# WHAT THIS EXERCISE ASKS
1. In the forum comments, which decade does the first comment give for the soft upper bound?
2. Please list the posting date of every comment in the forum comments.
3. Go on with the forum comments, starting right after the last sentence shown.
***** DOCUMENT EXTRACT
Comment author: michael_vassar3 07 December 2008 09:21:30PM 1 point [-]

4 seems important to me. I wouldn't expect intelligence to come via that route, but that route does seem to put a fairly credible (e.g. I would bet 4:1 on claims that credible and expect to win in the long term), though high, soft upper bound to how long we can go on with roughly current rate scientific progress without achieving AI. I'd say that it suggests such a soft uupper bound in the 2070s. That said, I wouldn't be at all surprised by science ceasing to advance at something like the current rate long before then, accelerating or decelerating a lot even without a singularity.

Comment author: michael_vassar3 06 December 2008 05:38:46PM 5 points [-]

Can't do basic derivatives? Seriously?!? I'm for kicking the troll out. His bragging about mediocre mathematical accomplishments isn't informative or entertaining to us readers.

In response to Hard Takeoff
Comment author: michael_vassar3 03 December 2008 05:52:23AM 1 point [-]

Phil: It seems to me that the above qualitative analysis is sufficient to strongly suggest that six months is an unlikely high-end estimate for time required for take-off, but if take-off took six months I still wouldn't expect that humans would be able to react. The AGI would probably be able to remain hidden until it was in a position to create a singleton extremely suddenly.

Aron: It's rational to plan for the most dangerous survivable situations. However, it doesn't really make sense to claim that we can build computers that are superior to ourselves but that they can't improve themselves, since making them superior to us blatantly involves improving them. That said, yes it is possible that some other path to the singularity could produce transhuman minds that can't quickly self-improve and which we can't quickly improve, for instance drug enhanced humans, in which case hopefully those transhumans would share our values well enough that they could solve Friendlyness for us.

Comment author: michael_vassar3 02 December 2008 06:16:35AM 3 points [-]

Phil: Anthropic pressures should by default be expected to be spread uniformly through our evolutionary history accelerating the evolutionary and pre-evolutionary record of events leading to us rather than merely accelerating the last stretch.
**********
***** SOURCE MATERIAL
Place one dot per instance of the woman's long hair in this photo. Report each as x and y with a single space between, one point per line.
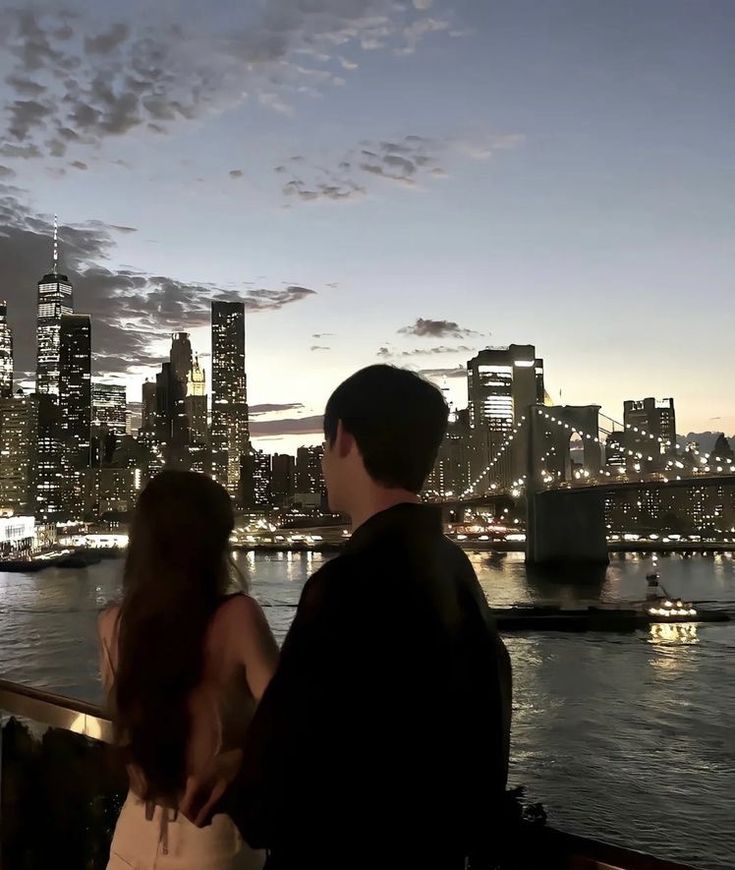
**********
# RESPONSES PER TASK
1. The 2070s.

2. 07 December 2008, 06 December 2008, 03 December 2008, 02 December 2008

3.
Exponential inputs into computer chip manufacture seem to produce exponential returns with a doubling time significantly less than that for the inputs, implying increasing returns per unit input, at least if one measures in terms of feature number. Obviously returns are exponentially diminishing if one measures in time to finish some particular calculation. Returns will more interestingly be diminishing per unit labor in terms of hardware design effor per unit of depth to which a NP and exponential complexity class problems can be calculated, e.g. the number of moves ahead a chess program can look. OTOH, it bizarrely appears to be the case that over a large range of chess ranks, human players seem to gain effective chess skill measured by chess rank with roughly linear training while chess programs gain it via exponential speed-up.

Society seems to in aggregate get constant zero returns on efforts to cure cancer, though one can't rule out exponential returns starting from zero. OTOH, this seems consistent with the general inefficacy of medicine in aggregate as shown by the Rand study, which doesn't overturn the individual impacts, as shown by FDA testing, of many individual medical procedures. Life expectancy in the US has grown linearly while GDP per capita has grown exponentially, but among nations in the modern world life expectancy clearly has a different relationship to income, not linear, not logarithmic, more plausibly asymptotic moving towards something in the early 80s.

I'm glad that you consider the claim about turning object level knowledge metacognitive to be the most important and controvercial claim. This seems like a much more substantial and precise criticism of Eliezer's position than anything Robin has made so far. It would be very interesting to see you and Eliezer discuss evidence for or against sufficient negative feedback mechanisms, Eliezer's "just the right law of diminishing retunrs" existing.